LISTED RECORDS:
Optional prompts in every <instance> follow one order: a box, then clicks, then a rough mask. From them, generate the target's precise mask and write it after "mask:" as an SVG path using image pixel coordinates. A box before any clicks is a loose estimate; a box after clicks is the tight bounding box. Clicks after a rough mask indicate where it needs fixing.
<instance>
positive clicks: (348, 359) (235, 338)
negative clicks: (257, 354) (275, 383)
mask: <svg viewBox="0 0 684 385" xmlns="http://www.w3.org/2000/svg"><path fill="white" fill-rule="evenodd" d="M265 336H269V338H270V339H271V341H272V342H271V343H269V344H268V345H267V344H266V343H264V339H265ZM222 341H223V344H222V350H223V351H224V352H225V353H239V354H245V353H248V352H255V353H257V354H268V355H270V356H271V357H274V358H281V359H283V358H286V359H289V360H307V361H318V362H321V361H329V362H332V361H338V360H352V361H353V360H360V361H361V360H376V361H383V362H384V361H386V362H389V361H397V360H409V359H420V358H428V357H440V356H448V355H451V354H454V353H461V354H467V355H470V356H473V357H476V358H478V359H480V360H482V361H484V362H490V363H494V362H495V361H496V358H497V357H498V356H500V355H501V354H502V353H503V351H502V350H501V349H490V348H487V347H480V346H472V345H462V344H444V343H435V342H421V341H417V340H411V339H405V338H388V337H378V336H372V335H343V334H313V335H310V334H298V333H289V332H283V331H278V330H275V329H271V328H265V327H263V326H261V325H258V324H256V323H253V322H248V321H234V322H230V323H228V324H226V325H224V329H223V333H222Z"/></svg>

WHAT TO PRODUCE: Repeat the records above exactly, leaving none out.

ANSWER BOX:
Optional prompts in every <instance> follow one order: a box, then clicks, then a rough mask. From them, generate the target's precise mask and write it after "mask:" as an SVG path using image pixel coordinates. A box before any clicks is a loose estimate; a box after clicks is the tight bounding box. Clicks after a rough mask indicate where it needs fixing.
<instance>
positive clicks: (348, 359) (235, 338)
negative clicks: (257, 354) (275, 383)
mask: <svg viewBox="0 0 684 385" xmlns="http://www.w3.org/2000/svg"><path fill="white" fill-rule="evenodd" d="M265 336H269V338H270V339H271V341H272V342H271V343H269V344H268V345H267V344H266V343H264V339H265ZM222 341H223V344H222V350H223V351H224V352H225V353H239V354H245V353H248V352H255V353H257V354H268V355H270V356H271V357H274V358H281V359H283V358H286V359H289V360H307V361H318V362H321V361H329V362H332V361H338V360H352V361H353V360H360V361H361V360H376V361H383V362H384V361H386V362H389V361H397V360H409V359H420V358H428V357H440V356H448V355H451V354H454V353H461V354H467V355H470V356H473V357H476V358H478V359H480V360H482V361H484V362H490V363H494V362H495V361H496V358H497V357H498V356H500V355H501V354H502V353H503V351H502V350H501V349H490V348H487V347H480V346H472V345H462V344H444V343H435V342H421V341H417V340H411V339H405V338H388V337H378V336H372V335H343V334H313V335H310V334H298V333H289V332H283V331H278V330H275V329H271V328H265V327H263V326H261V325H258V324H256V323H253V322H248V321H234V322H230V323H228V324H226V325H224V329H223V333H222Z"/></svg>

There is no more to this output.